- [AANGEBODEN TEKST]:
/---

Macht in vraag stellen is een essentiëel onderdeel van het jeugdwelzsijnswerk

Het individuele schuldmodel treedt steeds meer op de voorgrond in onze samenleving. Het beïnvloedt het jeugdwelzijnswerk, maar het conflicteert ook met haar sociaalpedagogische praktijk die inherent kritisch staat tegenover machtsstructuren.
Macht in vraag stellen is een essentiëel onderdeel van

Kritisch zijn en samen met kinderen en jongeren strijden voor een sociaal rechtvaardigere samenleving is dus eigen aan het jeugdwelzijnswerk.

 

Het is geen nieuw gegeven dat er van jeugdwelzijnswerkers verwacht wordt dat ze een controlerende rol opnemen, informatie doorspelen aan partners, rondhangende kinderen en jongeren van de straat houden enzovoort. Deze ontwikkelingen passen in de evolutie van de verzorgingsstaat naar een actieve welvaartsstaat. Na de Tweede Wereldoorlog werd de verzorgingsstaat in België sterk uitgewerkt via de sociale zekerheid. Er werden niet alleen burgerlijke en politieke rechten gegarandeerd, maar de overheid gaf ook het maatschappelijke leven mee vorm. Daardoor werd de marktafhankelijkheid gereduceerd en werd geprobeerd om voor alle burgers een menswaardig bestaan te realiseren. Daarbij was de ontwikkeling van fundamentele rechten op het vlak van arbeid, inkomen, huisvesting, onderwijs, medische zorg en cultuur van belang. Iedereen kreeg dezelfde rechten ongeacht stand, afkomst, godsdienst of andere aspecten en men probeerde maatschappelijke rijkdommen te verdelen.

Door de economische crisis in de jaren zeventig en tachtig kon de verzorgingsstaat geen afdoende oplossingen bieden op verschillende maatschappelijke ontwikkelingen zoals toenemende werkloosheid, vergrijzing en dalende tewerkstelling. De evolutie in de richting van een actieve welvaartsstaat werd daardoor ingezet. Dat impliceert een verschuiving van een verzorgingsstaat naar een welvaartsstaat die de nadruk legt op de economische basis van de samenleving. Het principe van vraag en aanbod komt daarbij sterker op de voorgrond. ‘Actief’ duidt niet alleen op een actieve overheid, maar ook op actieve burgers. Het gevaar daarbij is dat er geprobeerd wordt om sociale problemen te objectiveren en te kwantificeren om ze beter te kunnen aanpakken. Structurele samenlevingsproblemen individualiseren is daar een gevolg van. Een klassiek voorbeeld is dat armoede als een individueel probleem wordt beschouwd en dat er een beleid gevoerd wordt waarbij mensen in armoede geresponsabiliseerd worden en er verwacht wordt dat zij zich uit de armoede werken. De structurele component van armoede wordt daarbij genegeerd.

\---

- [GEGEVEN REGELS]:
/---

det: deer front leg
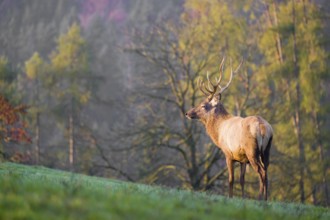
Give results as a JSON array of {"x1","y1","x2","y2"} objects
[
  {"x1": 226, "y1": 158, "x2": 234, "y2": 198},
  {"x1": 240, "y1": 163, "x2": 246, "y2": 198}
]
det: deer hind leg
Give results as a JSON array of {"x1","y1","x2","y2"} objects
[
  {"x1": 261, "y1": 137, "x2": 273, "y2": 200},
  {"x1": 226, "y1": 159, "x2": 234, "y2": 198},
  {"x1": 247, "y1": 152, "x2": 267, "y2": 200},
  {"x1": 240, "y1": 163, "x2": 246, "y2": 198}
]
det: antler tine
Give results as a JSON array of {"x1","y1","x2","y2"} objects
[
  {"x1": 219, "y1": 59, "x2": 244, "y2": 94},
  {"x1": 198, "y1": 77, "x2": 209, "y2": 96}
]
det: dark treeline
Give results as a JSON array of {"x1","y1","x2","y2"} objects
[{"x1": 0, "y1": 0, "x2": 330, "y2": 205}]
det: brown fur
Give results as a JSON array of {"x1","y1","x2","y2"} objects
[{"x1": 186, "y1": 96, "x2": 273, "y2": 200}]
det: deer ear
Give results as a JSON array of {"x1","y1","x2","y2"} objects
[{"x1": 213, "y1": 93, "x2": 221, "y2": 101}]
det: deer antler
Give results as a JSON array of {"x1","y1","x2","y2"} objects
[
  {"x1": 218, "y1": 59, "x2": 244, "y2": 94},
  {"x1": 198, "y1": 57, "x2": 243, "y2": 100},
  {"x1": 199, "y1": 57, "x2": 225, "y2": 99}
]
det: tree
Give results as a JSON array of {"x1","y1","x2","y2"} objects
[
  {"x1": 259, "y1": 0, "x2": 329, "y2": 203},
  {"x1": 50, "y1": 23, "x2": 91, "y2": 168},
  {"x1": 125, "y1": 0, "x2": 255, "y2": 191},
  {"x1": 25, "y1": 53, "x2": 45, "y2": 164},
  {"x1": 0, "y1": 95, "x2": 31, "y2": 159}
]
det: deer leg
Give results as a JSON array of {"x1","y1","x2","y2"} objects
[
  {"x1": 226, "y1": 159, "x2": 234, "y2": 198},
  {"x1": 240, "y1": 163, "x2": 246, "y2": 198},
  {"x1": 248, "y1": 157, "x2": 264, "y2": 200},
  {"x1": 264, "y1": 170, "x2": 268, "y2": 200}
]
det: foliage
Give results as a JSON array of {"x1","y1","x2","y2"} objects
[
  {"x1": 0, "y1": 95, "x2": 31, "y2": 142},
  {"x1": 0, "y1": 163, "x2": 330, "y2": 219}
]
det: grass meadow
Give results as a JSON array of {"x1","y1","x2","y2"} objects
[{"x1": 0, "y1": 163, "x2": 330, "y2": 220}]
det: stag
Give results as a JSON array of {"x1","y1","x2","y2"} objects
[{"x1": 186, "y1": 58, "x2": 273, "y2": 200}]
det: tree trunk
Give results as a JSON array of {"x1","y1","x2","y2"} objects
[
  {"x1": 313, "y1": 111, "x2": 330, "y2": 206},
  {"x1": 69, "y1": 98, "x2": 74, "y2": 170},
  {"x1": 292, "y1": 0, "x2": 305, "y2": 203},
  {"x1": 34, "y1": 112, "x2": 40, "y2": 164}
]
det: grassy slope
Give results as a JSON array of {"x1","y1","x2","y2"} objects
[{"x1": 0, "y1": 163, "x2": 330, "y2": 220}]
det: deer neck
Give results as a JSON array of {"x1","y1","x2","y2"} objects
[{"x1": 204, "y1": 104, "x2": 233, "y2": 145}]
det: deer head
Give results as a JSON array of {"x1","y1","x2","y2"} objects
[{"x1": 186, "y1": 58, "x2": 243, "y2": 123}]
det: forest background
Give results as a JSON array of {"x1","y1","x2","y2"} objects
[{"x1": 0, "y1": 0, "x2": 330, "y2": 206}]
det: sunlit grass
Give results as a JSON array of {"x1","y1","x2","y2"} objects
[{"x1": 0, "y1": 163, "x2": 330, "y2": 220}]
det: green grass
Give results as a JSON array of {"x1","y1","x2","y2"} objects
[{"x1": 0, "y1": 163, "x2": 330, "y2": 220}]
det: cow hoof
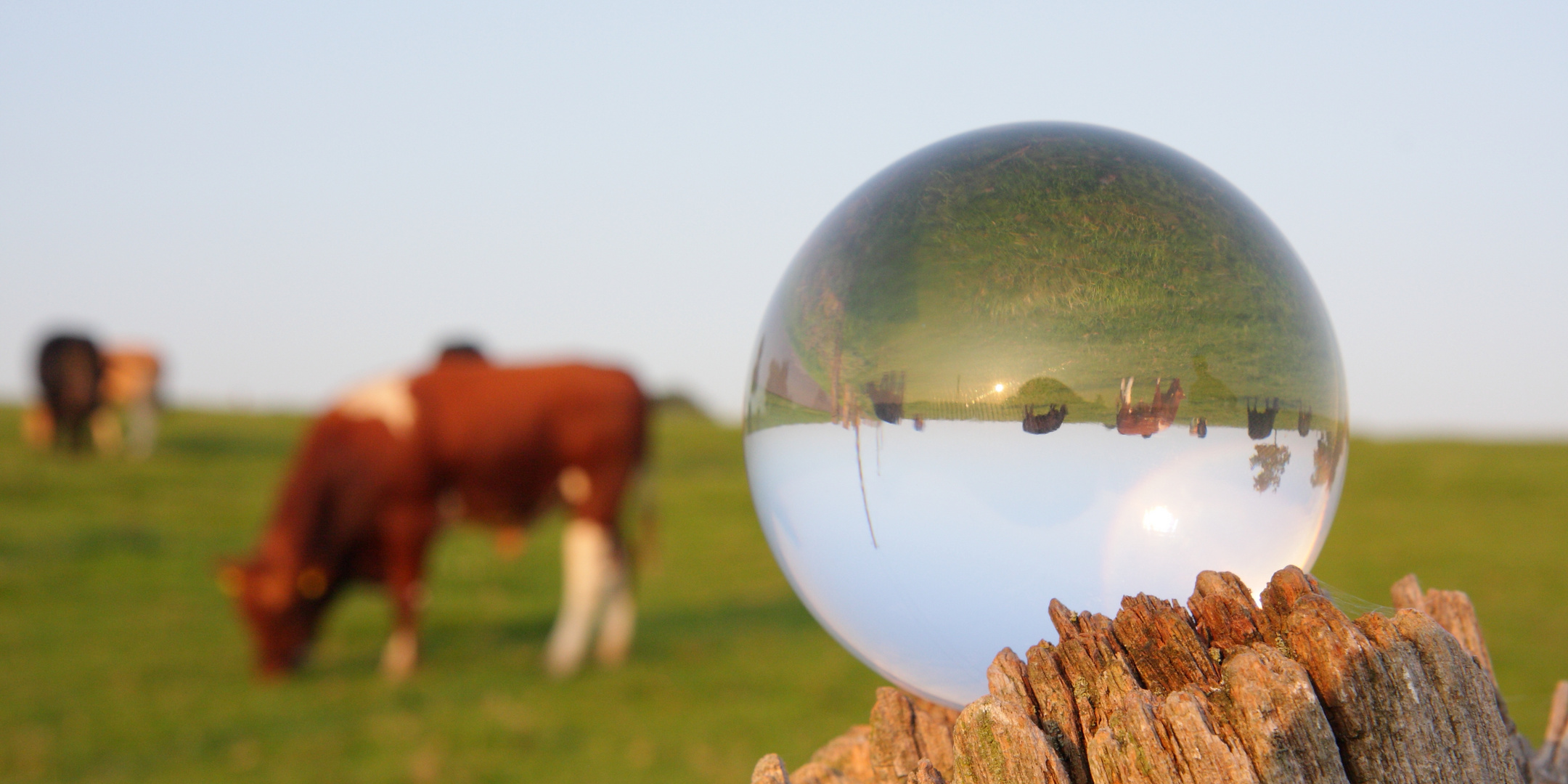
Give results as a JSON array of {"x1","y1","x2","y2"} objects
[{"x1": 381, "y1": 629, "x2": 419, "y2": 680}]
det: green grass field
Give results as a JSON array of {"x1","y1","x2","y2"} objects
[{"x1": 0, "y1": 408, "x2": 1568, "y2": 783}]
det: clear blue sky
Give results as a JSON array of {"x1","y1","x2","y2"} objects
[{"x1": 0, "y1": 1, "x2": 1568, "y2": 436}]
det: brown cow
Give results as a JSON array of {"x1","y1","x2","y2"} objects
[
  {"x1": 1116, "y1": 378, "x2": 1187, "y2": 438},
  {"x1": 226, "y1": 353, "x2": 648, "y2": 677},
  {"x1": 22, "y1": 334, "x2": 104, "y2": 452},
  {"x1": 92, "y1": 346, "x2": 163, "y2": 458}
]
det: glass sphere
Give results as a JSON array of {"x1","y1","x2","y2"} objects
[{"x1": 745, "y1": 122, "x2": 1349, "y2": 707}]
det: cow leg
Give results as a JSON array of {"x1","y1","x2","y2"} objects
[
  {"x1": 592, "y1": 550, "x2": 637, "y2": 666},
  {"x1": 544, "y1": 518, "x2": 615, "y2": 677},
  {"x1": 381, "y1": 508, "x2": 436, "y2": 680}
]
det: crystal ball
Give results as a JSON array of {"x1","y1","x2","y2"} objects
[{"x1": 745, "y1": 122, "x2": 1349, "y2": 707}]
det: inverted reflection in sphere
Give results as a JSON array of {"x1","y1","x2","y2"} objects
[{"x1": 746, "y1": 124, "x2": 1347, "y2": 706}]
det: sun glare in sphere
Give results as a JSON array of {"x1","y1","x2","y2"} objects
[{"x1": 1143, "y1": 507, "x2": 1180, "y2": 533}]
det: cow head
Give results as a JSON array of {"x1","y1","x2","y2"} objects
[{"x1": 219, "y1": 558, "x2": 331, "y2": 677}]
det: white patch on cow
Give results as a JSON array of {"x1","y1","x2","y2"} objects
[
  {"x1": 544, "y1": 519, "x2": 615, "y2": 677},
  {"x1": 332, "y1": 376, "x2": 415, "y2": 436},
  {"x1": 381, "y1": 627, "x2": 419, "y2": 680},
  {"x1": 555, "y1": 466, "x2": 592, "y2": 507}
]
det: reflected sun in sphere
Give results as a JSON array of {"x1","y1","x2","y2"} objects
[{"x1": 745, "y1": 122, "x2": 1349, "y2": 707}]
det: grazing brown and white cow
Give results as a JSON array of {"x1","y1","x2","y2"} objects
[
  {"x1": 1116, "y1": 378, "x2": 1187, "y2": 438},
  {"x1": 224, "y1": 353, "x2": 648, "y2": 677}
]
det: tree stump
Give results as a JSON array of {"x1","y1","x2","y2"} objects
[{"x1": 751, "y1": 566, "x2": 1568, "y2": 784}]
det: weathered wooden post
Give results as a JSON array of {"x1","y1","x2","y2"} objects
[{"x1": 753, "y1": 566, "x2": 1568, "y2": 784}]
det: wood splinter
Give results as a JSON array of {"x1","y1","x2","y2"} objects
[{"x1": 753, "y1": 566, "x2": 1568, "y2": 784}]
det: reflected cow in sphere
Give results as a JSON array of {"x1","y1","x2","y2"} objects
[
  {"x1": 1116, "y1": 378, "x2": 1187, "y2": 438},
  {"x1": 224, "y1": 351, "x2": 648, "y2": 677},
  {"x1": 1246, "y1": 396, "x2": 1280, "y2": 441},
  {"x1": 1024, "y1": 403, "x2": 1068, "y2": 436}
]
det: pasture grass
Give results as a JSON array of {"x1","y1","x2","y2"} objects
[{"x1": 0, "y1": 408, "x2": 1568, "y2": 783}]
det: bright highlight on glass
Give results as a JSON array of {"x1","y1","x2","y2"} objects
[
  {"x1": 746, "y1": 124, "x2": 1347, "y2": 706},
  {"x1": 1143, "y1": 507, "x2": 1180, "y2": 533}
]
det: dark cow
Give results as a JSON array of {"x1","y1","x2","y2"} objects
[
  {"x1": 1246, "y1": 396, "x2": 1280, "y2": 441},
  {"x1": 1024, "y1": 403, "x2": 1068, "y2": 436},
  {"x1": 224, "y1": 354, "x2": 648, "y2": 677},
  {"x1": 1116, "y1": 378, "x2": 1187, "y2": 438},
  {"x1": 31, "y1": 334, "x2": 104, "y2": 452}
]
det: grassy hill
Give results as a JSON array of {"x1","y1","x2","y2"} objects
[{"x1": 0, "y1": 408, "x2": 1568, "y2": 783}]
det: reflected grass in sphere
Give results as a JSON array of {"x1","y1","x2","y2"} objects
[{"x1": 745, "y1": 124, "x2": 1349, "y2": 707}]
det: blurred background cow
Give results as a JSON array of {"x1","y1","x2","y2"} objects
[
  {"x1": 22, "y1": 334, "x2": 161, "y2": 458},
  {"x1": 223, "y1": 346, "x2": 648, "y2": 677}
]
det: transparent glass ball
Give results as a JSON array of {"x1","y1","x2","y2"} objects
[{"x1": 745, "y1": 122, "x2": 1349, "y2": 707}]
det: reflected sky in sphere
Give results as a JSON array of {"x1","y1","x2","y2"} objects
[{"x1": 745, "y1": 124, "x2": 1349, "y2": 707}]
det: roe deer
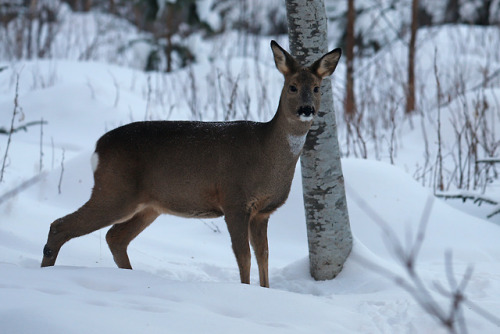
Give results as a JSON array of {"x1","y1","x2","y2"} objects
[{"x1": 42, "y1": 41, "x2": 341, "y2": 287}]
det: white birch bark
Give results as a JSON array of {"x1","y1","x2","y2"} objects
[{"x1": 286, "y1": 0, "x2": 352, "y2": 280}]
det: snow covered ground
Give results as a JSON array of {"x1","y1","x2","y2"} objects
[{"x1": 0, "y1": 15, "x2": 500, "y2": 334}]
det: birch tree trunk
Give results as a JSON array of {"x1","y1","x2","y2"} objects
[{"x1": 286, "y1": 0, "x2": 352, "y2": 280}]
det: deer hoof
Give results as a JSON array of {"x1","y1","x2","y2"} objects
[{"x1": 43, "y1": 245, "x2": 54, "y2": 258}]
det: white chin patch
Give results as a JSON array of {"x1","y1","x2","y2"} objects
[
  {"x1": 90, "y1": 152, "x2": 99, "y2": 172},
  {"x1": 288, "y1": 135, "x2": 306, "y2": 155},
  {"x1": 299, "y1": 114, "x2": 314, "y2": 122}
]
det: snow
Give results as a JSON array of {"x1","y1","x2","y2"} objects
[{"x1": 0, "y1": 9, "x2": 500, "y2": 334}]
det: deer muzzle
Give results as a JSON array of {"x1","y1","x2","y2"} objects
[{"x1": 297, "y1": 106, "x2": 316, "y2": 118}]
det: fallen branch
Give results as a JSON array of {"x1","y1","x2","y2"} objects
[{"x1": 0, "y1": 120, "x2": 47, "y2": 135}]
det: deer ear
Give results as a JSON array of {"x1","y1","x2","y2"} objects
[
  {"x1": 271, "y1": 41, "x2": 298, "y2": 75},
  {"x1": 310, "y1": 48, "x2": 342, "y2": 78}
]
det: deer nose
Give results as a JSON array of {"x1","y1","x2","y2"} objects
[{"x1": 297, "y1": 106, "x2": 316, "y2": 117}]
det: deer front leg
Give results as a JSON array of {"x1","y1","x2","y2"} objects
[
  {"x1": 250, "y1": 215, "x2": 269, "y2": 288},
  {"x1": 106, "y1": 209, "x2": 159, "y2": 269},
  {"x1": 225, "y1": 211, "x2": 251, "y2": 284}
]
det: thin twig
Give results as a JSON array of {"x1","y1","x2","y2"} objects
[
  {"x1": 57, "y1": 148, "x2": 65, "y2": 194},
  {"x1": 0, "y1": 73, "x2": 19, "y2": 182}
]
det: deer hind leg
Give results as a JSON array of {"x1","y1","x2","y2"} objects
[
  {"x1": 106, "y1": 208, "x2": 159, "y2": 269},
  {"x1": 250, "y1": 215, "x2": 269, "y2": 288},
  {"x1": 42, "y1": 195, "x2": 138, "y2": 267},
  {"x1": 225, "y1": 211, "x2": 251, "y2": 284}
]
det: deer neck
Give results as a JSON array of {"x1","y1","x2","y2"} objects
[{"x1": 268, "y1": 103, "x2": 311, "y2": 159}]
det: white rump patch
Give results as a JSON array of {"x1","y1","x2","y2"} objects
[
  {"x1": 90, "y1": 152, "x2": 99, "y2": 173},
  {"x1": 288, "y1": 135, "x2": 306, "y2": 155}
]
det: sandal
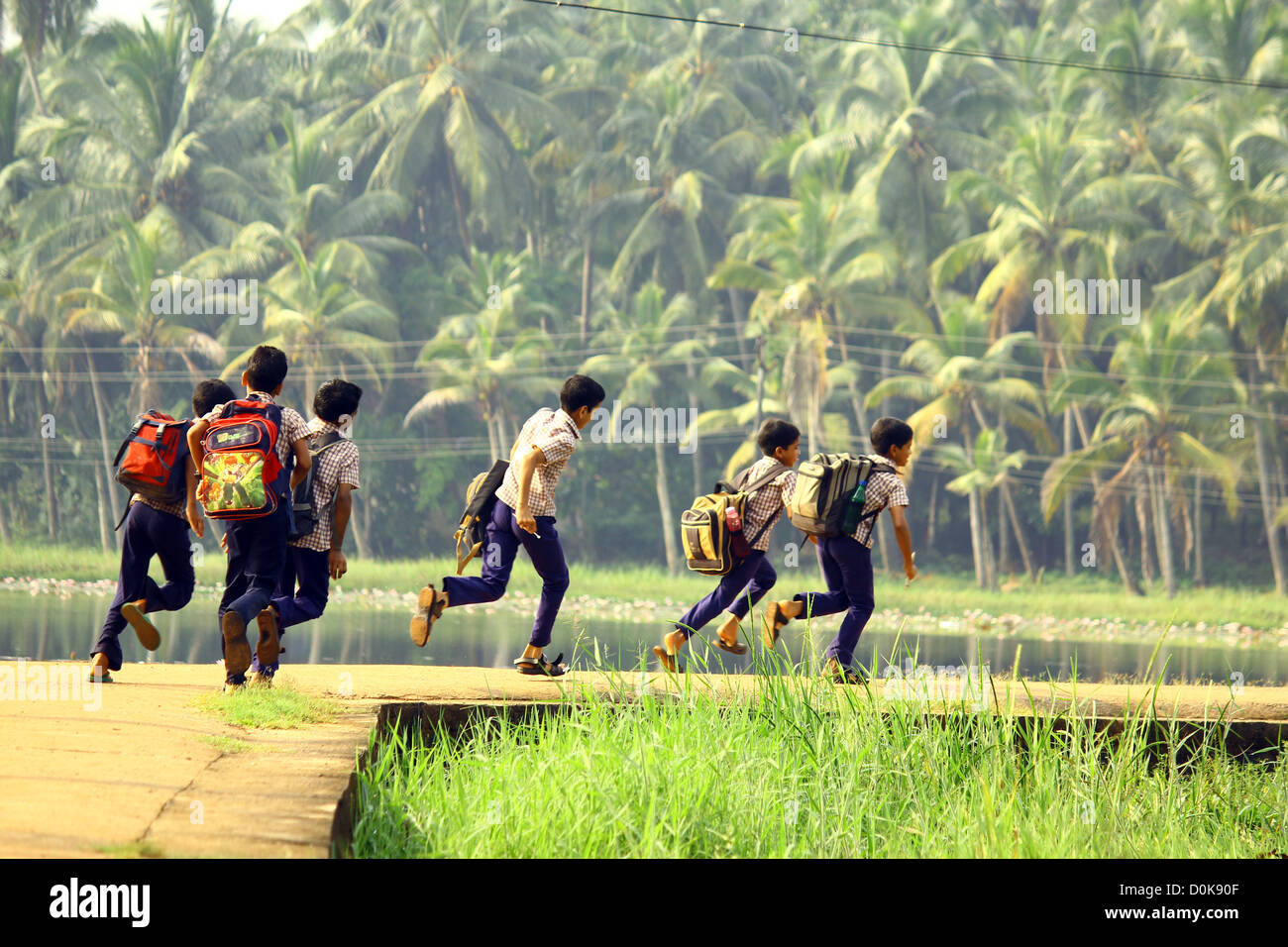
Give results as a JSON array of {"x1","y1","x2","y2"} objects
[
  {"x1": 514, "y1": 651, "x2": 568, "y2": 678},
  {"x1": 761, "y1": 601, "x2": 791, "y2": 650},
  {"x1": 411, "y1": 583, "x2": 447, "y2": 648},
  {"x1": 653, "y1": 644, "x2": 684, "y2": 674}
]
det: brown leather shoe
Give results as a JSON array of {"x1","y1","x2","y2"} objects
[
  {"x1": 255, "y1": 605, "x2": 282, "y2": 668},
  {"x1": 222, "y1": 609, "x2": 250, "y2": 677}
]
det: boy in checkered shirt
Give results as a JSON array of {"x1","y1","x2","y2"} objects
[
  {"x1": 764, "y1": 417, "x2": 917, "y2": 684},
  {"x1": 411, "y1": 374, "x2": 604, "y2": 678},
  {"x1": 653, "y1": 417, "x2": 802, "y2": 672},
  {"x1": 89, "y1": 378, "x2": 235, "y2": 683},
  {"x1": 250, "y1": 378, "x2": 362, "y2": 685},
  {"x1": 188, "y1": 346, "x2": 313, "y2": 690}
]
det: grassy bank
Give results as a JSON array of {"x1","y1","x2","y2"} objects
[
  {"x1": 10, "y1": 545, "x2": 1288, "y2": 630},
  {"x1": 353, "y1": 682, "x2": 1288, "y2": 858}
]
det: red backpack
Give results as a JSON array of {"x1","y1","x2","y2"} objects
[
  {"x1": 112, "y1": 408, "x2": 192, "y2": 504},
  {"x1": 197, "y1": 398, "x2": 290, "y2": 519}
]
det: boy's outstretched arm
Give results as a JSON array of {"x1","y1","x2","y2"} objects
[
  {"x1": 183, "y1": 454, "x2": 206, "y2": 539},
  {"x1": 291, "y1": 437, "x2": 313, "y2": 489},
  {"x1": 514, "y1": 446, "x2": 546, "y2": 536},
  {"x1": 327, "y1": 483, "x2": 353, "y2": 579},
  {"x1": 890, "y1": 506, "x2": 917, "y2": 582},
  {"x1": 188, "y1": 417, "x2": 210, "y2": 471}
]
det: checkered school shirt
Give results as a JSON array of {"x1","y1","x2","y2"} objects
[
  {"x1": 734, "y1": 456, "x2": 796, "y2": 550},
  {"x1": 496, "y1": 407, "x2": 581, "y2": 517},
  {"x1": 130, "y1": 493, "x2": 188, "y2": 517},
  {"x1": 854, "y1": 454, "x2": 909, "y2": 549},
  {"x1": 197, "y1": 391, "x2": 309, "y2": 473},
  {"x1": 290, "y1": 417, "x2": 361, "y2": 553}
]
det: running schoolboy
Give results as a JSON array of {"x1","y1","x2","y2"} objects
[
  {"x1": 188, "y1": 346, "x2": 312, "y2": 690},
  {"x1": 90, "y1": 378, "x2": 233, "y2": 683},
  {"x1": 411, "y1": 374, "x2": 604, "y2": 677},
  {"x1": 653, "y1": 417, "x2": 802, "y2": 672},
  {"x1": 764, "y1": 417, "x2": 917, "y2": 684},
  {"x1": 249, "y1": 378, "x2": 362, "y2": 685}
]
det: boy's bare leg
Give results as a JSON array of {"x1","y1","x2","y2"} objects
[{"x1": 778, "y1": 598, "x2": 805, "y2": 618}]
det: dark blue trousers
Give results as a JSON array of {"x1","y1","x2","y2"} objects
[
  {"x1": 794, "y1": 536, "x2": 876, "y2": 666},
  {"x1": 250, "y1": 545, "x2": 331, "y2": 674},
  {"x1": 219, "y1": 500, "x2": 290, "y2": 680},
  {"x1": 90, "y1": 502, "x2": 197, "y2": 672},
  {"x1": 443, "y1": 500, "x2": 568, "y2": 648},
  {"x1": 675, "y1": 549, "x2": 778, "y2": 638}
]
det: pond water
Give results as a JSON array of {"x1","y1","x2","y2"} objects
[{"x1": 0, "y1": 591, "x2": 1288, "y2": 685}]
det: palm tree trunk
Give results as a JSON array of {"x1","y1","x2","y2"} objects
[
  {"x1": 1056, "y1": 347, "x2": 1142, "y2": 595},
  {"x1": 1132, "y1": 469, "x2": 1154, "y2": 587},
  {"x1": 581, "y1": 231, "x2": 591, "y2": 346},
  {"x1": 447, "y1": 152, "x2": 474, "y2": 263},
  {"x1": 85, "y1": 346, "x2": 121, "y2": 548},
  {"x1": 728, "y1": 286, "x2": 760, "y2": 365},
  {"x1": 926, "y1": 476, "x2": 939, "y2": 549},
  {"x1": 677, "y1": 361, "x2": 705, "y2": 496},
  {"x1": 36, "y1": 381, "x2": 58, "y2": 543},
  {"x1": 962, "y1": 415, "x2": 988, "y2": 588},
  {"x1": 94, "y1": 464, "x2": 115, "y2": 553},
  {"x1": 979, "y1": 489, "x2": 997, "y2": 591},
  {"x1": 1149, "y1": 467, "x2": 1176, "y2": 598},
  {"x1": 1064, "y1": 408, "x2": 1074, "y2": 576},
  {"x1": 653, "y1": 437, "x2": 680, "y2": 573},
  {"x1": 752, "y1": 336, "x2": 765, "y2": 437},
  {"x1": 1002, "y1": 481, "x2": 1037, "y2": 581},
  {"x1": 1248, "y1": 378, "x2": 1288, "y2": 595},
  {"x1": 1194, "y1": 473, "x2": 1205, "y2": 586},
  {"x1": 22, "y1": 44, "x2": 49, "y2": 117}
]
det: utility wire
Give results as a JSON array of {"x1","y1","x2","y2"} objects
[{"x1": 523, "y1": 0, "x2": 1288, "y2": 90}]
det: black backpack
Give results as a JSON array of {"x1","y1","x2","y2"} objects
[
  {"x1": 455, "y1": 460, "x2": 510, "y2": 575},
  {"x1": 286, "y1": 430, "x2": 343, "y2": 540}
]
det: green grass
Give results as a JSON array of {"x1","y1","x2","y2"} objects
[
  {"x1": 93, "y1": 841, "x2": 164, "y2": 858},
  {"x1": 196, "y1": 683, "x2": 336, "y2": 729},
  {"x1": 0, "y1": 536, "x2": 1288, "y2": 629},
  {"x1": 353, "y1": 665, "x2": 1288, "y2": 858}
]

\---

- [SCHRIFTELIJKE OPDRACHT]:
Schrijf alsjeblieft uit de tekst over jeugdwelzijnswerk letterlijk alles over van "Macht in vraag stellen is een essentiëel onderdeel van het" tot en met "aan het jeugdwelzijnswerk.". De regels staan los van de tekst en vormen apart materiaal.

- [UITWERKING OPDRACHT]:
Macht in vraag stellen is een essentiëel onderdeel van het jeugdwelzsijnswerk

Het individuele schuldmodel treedt steeds meer op de voorgrond in onze samenleving. Het beïnvloedt het jeugdwelzijnswerk, maar het conflicteert ook met haar sociaalpedagogische praktijk die inherent kritisch staat tegenover machtsstructuren.
Macht in vraag stellen is een essentiëel onderdeel van

Kritisch zijn en samen met kinderen en jongeren strijden voor een sociaal rechtvaardigere samenleving is dus eigen aan het jeugdwelzijnswerk.